▶ **DO THIS**
Extract every line of the material below word for word, leaving the pictures out of your answer.
# DATASET CONTENT start
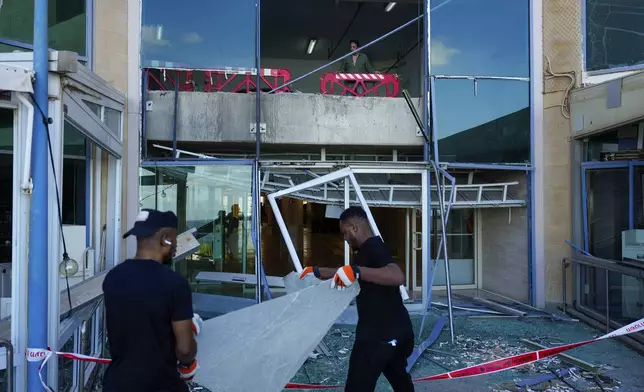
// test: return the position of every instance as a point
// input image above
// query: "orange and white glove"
(187, 372)
(345, 277)
(310, 271)
(197, 324)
# DATASET CONTENT end
▶ **SOLUTION TO THE PROBLEM**
// test: return the position of every instance as a point
// input image above
// query: "orange and white glove"
(187, 372)
(345, 277)
(310, 271)
(197, 324)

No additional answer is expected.